> What to work on: Copy, from the entries below, each line where the word "every" can be found.
[Task input Boundary: Start]
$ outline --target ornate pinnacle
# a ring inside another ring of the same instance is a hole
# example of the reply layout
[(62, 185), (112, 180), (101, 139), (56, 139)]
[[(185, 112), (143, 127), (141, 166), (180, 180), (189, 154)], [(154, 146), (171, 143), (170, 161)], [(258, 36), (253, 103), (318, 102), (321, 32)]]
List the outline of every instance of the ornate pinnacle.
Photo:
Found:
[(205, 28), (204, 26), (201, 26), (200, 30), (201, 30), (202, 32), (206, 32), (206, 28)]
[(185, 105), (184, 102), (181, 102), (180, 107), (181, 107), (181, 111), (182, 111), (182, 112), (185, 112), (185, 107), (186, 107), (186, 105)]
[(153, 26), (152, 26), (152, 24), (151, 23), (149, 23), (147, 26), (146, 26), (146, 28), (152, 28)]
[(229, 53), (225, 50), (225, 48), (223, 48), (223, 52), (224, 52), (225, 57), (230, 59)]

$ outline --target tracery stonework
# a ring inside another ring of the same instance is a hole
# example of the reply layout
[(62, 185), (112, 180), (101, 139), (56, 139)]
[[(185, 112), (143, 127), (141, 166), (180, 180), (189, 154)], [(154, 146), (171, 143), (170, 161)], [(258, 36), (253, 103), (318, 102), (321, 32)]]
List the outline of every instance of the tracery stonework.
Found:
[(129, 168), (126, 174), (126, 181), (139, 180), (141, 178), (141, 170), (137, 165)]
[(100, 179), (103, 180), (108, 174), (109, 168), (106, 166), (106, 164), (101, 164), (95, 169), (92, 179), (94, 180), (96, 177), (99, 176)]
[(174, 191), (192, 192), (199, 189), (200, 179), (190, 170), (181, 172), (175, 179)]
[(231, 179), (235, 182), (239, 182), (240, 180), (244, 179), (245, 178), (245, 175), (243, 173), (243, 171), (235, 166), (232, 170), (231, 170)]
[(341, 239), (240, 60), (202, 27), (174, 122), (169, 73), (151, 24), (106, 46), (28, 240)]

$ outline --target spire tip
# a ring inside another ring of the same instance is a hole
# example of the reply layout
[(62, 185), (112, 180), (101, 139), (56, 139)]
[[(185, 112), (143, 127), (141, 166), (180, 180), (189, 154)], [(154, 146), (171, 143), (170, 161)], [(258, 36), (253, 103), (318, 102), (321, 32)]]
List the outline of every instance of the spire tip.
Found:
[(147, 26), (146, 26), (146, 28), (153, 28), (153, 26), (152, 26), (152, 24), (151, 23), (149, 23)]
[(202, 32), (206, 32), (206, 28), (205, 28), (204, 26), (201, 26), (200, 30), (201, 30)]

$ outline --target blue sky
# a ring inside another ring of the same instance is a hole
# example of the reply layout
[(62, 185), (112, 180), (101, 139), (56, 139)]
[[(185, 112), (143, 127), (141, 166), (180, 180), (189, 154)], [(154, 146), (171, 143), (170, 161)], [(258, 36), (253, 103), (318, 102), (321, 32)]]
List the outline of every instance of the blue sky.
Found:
[Task input Boundary: End]
> Result for this exercise:
List the outline of every instance of the ornate pinnacle.
List the outline of every instance of the tracery stonework.
List the outline of every instance of the spire tip.
List the outline of every instance of the blue sky.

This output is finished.